- _Passage for review_
Turning to qualifying certain jurors, one female in the jury pool was asked if she could find a verdict of not guilty by reason of insanity. She said she could not unless she knew the consequences. Justice Few asked if the defense would want the jury to know that, if Jones was found not guilty by reason of insanity, after 120 days he could be released.

Senior Assistant Deputy Attorney General Melody Brown responded for the prosecution.

The “battle of experts” was addressed as the trial judge ruled Flores’ interview in court without the jury inadmissible because there was no opinion put forward by Flores that was a result of scientific testing.

As to the inadmissibility of mitigating testimony – the video tape of Jones’ institutionalized mother – Justice Kaye Hearn asked how the Court could uphold the trial judge’s opinion. One of Jones’ line of defense was that he “lost it,” and if there was testimony that his mother was schizophrenic, there might have been a possibility of finding Jones guilty by reason of insanity.

The facts that Jones’ mother and grandmother were both diagnosed with schizophrenia was entered into testimony in court. Only the video of Jones’ mother was excluded in both the guilt and sentencing portions of the trial.

The jury instruction for the possible find of not guilty by insanity is one that confused a possible juror during the vetting process. The woman in the jury pool said she would consider insanity as a verdict but was concerned about what would happen if such a verdict was handed down (the juror was excluded).

- _Data records_
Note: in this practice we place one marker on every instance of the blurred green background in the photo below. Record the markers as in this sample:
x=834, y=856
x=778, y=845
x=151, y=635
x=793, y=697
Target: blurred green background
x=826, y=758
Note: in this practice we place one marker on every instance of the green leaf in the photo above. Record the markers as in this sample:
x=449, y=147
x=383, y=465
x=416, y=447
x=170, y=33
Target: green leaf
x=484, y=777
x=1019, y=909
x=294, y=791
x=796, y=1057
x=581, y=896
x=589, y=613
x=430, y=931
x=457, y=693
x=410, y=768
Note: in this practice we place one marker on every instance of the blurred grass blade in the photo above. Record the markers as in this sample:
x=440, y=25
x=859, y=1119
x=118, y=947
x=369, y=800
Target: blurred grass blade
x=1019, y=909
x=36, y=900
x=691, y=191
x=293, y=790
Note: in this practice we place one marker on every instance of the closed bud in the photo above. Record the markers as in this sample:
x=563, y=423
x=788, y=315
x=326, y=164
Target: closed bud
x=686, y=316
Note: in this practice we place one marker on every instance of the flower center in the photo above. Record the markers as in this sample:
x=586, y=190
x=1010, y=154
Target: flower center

- _What you will do_
• A. Reproduce the court report word for word from "Senior Assistant Deputy" to "Jones guilty by reason of insanity.".
• B. Answer these from the court report:
(i) According to Justice Few, after how many days could Jones be released if found not guilty by reason of insanity?
(ii) Who responded for the prosecution?
(iii) Which two of Jones' relatives were diagnosed with schizophrenia?

- _Task responses_
• A.
Senior Assistant Deputy Attorney General Melody Brown responded for the prosecution.

The “battle of experts” was addressed as the trial judge ruled Flores’ interview in court without the jury inadmissible because there was no opinion put forward by Flores that was a result of scientific testing.

As to the inadmissibility of mitigating testimony – the video tape of Jones’ institutionalized mother – Justice Kaye Hearn asked how the Court could uphold the trial judge’s opinion. One of Jones’ line of defense was that he “lost it,” and if there was testimony that his mother was schizophrenic, there might have been a possibility of finding Jones guilty by reason of insanity.

• B.
(i) 120 days
(ii) Senior Assistant Deputy Attorney General Melody Brown
(iii) His mother and his grandmother